Problem requirements:
What lines below hold the string "Category"? Copy them all.

"""

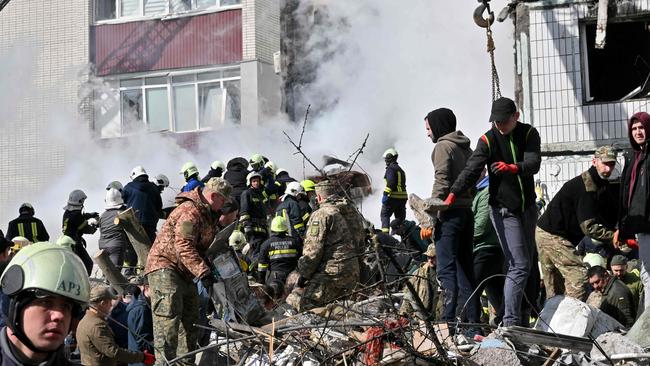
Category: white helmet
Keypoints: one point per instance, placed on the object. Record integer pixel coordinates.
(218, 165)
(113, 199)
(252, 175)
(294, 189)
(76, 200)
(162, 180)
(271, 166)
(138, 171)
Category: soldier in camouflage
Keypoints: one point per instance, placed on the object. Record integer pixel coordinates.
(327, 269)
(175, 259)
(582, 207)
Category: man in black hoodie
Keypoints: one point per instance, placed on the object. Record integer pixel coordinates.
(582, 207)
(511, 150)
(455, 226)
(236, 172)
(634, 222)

"""
"""

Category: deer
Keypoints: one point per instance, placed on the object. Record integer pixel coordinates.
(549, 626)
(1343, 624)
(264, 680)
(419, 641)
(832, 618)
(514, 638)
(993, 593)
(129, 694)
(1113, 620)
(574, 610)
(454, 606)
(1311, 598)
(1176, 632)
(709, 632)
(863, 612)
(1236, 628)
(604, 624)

"""

Written reply:
Category: white helmet
Category: soldier in camouflage
Category: man in black hoodie
Category: deer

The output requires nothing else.